TASK DATA:
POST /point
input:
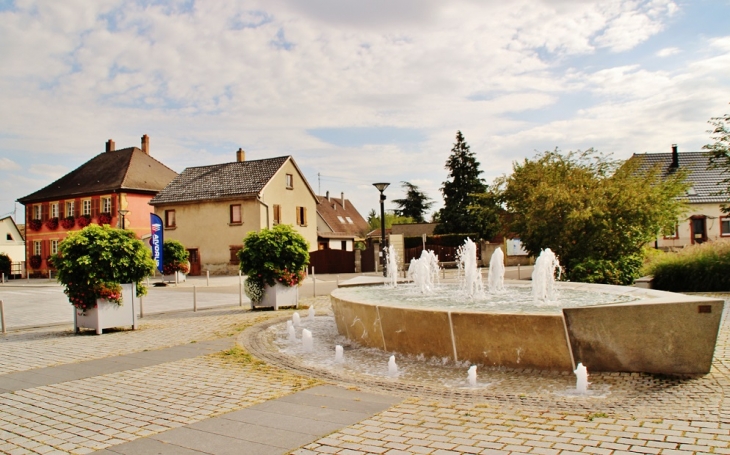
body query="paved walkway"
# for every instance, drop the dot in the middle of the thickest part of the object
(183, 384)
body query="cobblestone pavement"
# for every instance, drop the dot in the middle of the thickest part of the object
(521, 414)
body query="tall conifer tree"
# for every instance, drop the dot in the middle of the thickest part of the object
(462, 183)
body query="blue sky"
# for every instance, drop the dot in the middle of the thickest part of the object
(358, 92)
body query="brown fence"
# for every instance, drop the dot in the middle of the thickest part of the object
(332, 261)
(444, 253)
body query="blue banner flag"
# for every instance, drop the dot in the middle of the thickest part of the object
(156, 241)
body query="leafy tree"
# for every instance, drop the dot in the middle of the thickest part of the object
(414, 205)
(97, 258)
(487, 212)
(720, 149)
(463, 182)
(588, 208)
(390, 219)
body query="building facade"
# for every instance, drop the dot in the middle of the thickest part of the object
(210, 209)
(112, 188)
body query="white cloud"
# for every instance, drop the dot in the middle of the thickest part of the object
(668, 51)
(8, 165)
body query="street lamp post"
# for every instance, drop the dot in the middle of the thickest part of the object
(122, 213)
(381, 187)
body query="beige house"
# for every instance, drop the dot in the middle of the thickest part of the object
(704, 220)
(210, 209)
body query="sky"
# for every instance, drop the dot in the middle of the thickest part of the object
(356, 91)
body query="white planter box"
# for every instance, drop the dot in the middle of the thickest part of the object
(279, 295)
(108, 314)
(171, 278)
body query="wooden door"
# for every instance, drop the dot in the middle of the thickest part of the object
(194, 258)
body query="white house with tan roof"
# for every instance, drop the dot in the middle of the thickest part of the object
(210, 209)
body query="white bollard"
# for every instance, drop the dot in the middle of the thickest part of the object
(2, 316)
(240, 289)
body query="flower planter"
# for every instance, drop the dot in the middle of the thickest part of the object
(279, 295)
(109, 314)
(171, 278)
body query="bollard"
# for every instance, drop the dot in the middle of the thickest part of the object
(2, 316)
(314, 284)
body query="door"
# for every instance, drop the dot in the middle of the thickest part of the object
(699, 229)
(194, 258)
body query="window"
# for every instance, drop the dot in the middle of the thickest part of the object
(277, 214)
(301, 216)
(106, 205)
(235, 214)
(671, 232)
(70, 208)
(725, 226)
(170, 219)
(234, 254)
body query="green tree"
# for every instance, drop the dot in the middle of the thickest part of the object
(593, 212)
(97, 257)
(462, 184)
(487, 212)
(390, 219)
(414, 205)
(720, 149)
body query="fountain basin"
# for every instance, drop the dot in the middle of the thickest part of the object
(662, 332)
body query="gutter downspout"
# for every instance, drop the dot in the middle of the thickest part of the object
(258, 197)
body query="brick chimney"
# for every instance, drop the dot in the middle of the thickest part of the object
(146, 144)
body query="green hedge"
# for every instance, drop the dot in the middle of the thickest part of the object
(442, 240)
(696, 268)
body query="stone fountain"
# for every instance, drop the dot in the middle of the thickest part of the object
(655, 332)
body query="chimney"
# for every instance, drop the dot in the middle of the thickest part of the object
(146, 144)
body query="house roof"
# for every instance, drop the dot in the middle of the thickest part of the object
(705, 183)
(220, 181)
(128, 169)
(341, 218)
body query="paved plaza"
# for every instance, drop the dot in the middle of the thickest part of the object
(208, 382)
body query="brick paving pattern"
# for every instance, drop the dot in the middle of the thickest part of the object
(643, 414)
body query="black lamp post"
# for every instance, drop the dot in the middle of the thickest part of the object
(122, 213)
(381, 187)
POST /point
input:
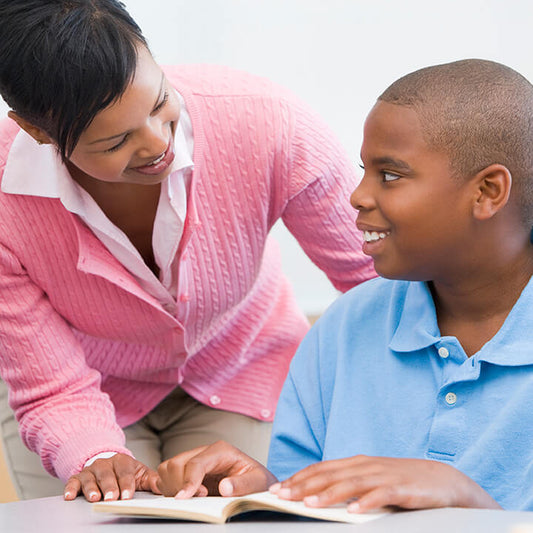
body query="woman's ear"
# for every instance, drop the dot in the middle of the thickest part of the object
--
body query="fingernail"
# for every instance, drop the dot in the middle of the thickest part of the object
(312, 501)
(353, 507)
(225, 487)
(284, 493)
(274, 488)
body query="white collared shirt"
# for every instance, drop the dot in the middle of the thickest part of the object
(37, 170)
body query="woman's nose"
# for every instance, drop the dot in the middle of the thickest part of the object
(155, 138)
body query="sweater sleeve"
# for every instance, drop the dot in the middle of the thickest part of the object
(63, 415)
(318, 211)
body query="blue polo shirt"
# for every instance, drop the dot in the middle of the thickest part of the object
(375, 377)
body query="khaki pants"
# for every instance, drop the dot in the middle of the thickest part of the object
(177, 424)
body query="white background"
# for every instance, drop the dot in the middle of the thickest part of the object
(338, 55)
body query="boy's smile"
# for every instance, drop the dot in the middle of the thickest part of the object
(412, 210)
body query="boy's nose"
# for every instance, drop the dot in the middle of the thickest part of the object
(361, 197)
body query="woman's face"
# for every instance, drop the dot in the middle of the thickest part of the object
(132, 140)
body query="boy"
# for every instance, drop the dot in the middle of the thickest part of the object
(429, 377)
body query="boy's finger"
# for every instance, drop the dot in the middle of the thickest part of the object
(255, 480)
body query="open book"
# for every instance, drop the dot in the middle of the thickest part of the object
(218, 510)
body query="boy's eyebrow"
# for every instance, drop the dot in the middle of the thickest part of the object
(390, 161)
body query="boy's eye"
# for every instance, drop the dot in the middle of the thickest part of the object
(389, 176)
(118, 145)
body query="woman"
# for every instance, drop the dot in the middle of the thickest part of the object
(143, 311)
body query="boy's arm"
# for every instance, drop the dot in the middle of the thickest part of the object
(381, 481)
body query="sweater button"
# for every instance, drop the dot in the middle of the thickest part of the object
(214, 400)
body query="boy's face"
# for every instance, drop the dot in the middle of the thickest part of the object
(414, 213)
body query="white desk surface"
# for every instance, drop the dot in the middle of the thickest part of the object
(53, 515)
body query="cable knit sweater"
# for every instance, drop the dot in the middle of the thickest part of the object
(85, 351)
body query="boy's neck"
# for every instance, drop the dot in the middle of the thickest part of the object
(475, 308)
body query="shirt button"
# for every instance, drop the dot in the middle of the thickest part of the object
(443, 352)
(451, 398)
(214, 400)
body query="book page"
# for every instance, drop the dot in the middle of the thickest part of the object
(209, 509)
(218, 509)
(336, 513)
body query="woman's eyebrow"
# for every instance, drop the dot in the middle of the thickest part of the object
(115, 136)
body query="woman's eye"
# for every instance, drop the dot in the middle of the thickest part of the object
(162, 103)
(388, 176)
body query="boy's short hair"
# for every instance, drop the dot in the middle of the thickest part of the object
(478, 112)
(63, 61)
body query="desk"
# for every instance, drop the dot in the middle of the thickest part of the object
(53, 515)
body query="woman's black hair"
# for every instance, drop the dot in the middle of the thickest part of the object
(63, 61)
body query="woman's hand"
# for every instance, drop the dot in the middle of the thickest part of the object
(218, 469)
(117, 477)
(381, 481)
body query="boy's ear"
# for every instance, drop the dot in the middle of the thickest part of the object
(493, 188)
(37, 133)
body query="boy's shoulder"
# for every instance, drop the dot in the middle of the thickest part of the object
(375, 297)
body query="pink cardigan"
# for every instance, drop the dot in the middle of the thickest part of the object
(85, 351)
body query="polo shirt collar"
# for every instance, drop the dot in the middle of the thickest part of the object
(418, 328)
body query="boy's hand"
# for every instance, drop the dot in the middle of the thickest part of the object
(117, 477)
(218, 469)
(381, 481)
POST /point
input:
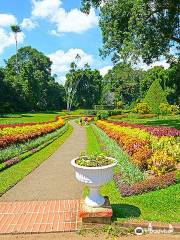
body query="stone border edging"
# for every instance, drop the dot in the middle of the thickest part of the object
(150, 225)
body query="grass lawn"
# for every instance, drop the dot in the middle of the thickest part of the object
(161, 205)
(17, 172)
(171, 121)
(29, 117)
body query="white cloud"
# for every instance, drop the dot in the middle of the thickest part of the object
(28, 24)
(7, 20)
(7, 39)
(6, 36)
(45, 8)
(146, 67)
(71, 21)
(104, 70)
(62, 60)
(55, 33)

EXERCISE:
How many lines in the entries above contain the string "blue"? Reply with the number alone.

THE REPLY:
3